Given entries Start Marker
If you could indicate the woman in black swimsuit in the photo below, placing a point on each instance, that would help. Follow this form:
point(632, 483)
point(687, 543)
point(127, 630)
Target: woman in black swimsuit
Given entries End Marker
Transcribe the entire listing above.

Response to the task:
If you could indicate the woman in black swimsuit in the photo below, placing a point on each instance, that would help. Follow this form:
point(632, 483)
point(687, 543)
point(127, 630)
Target: woman in black swimsuit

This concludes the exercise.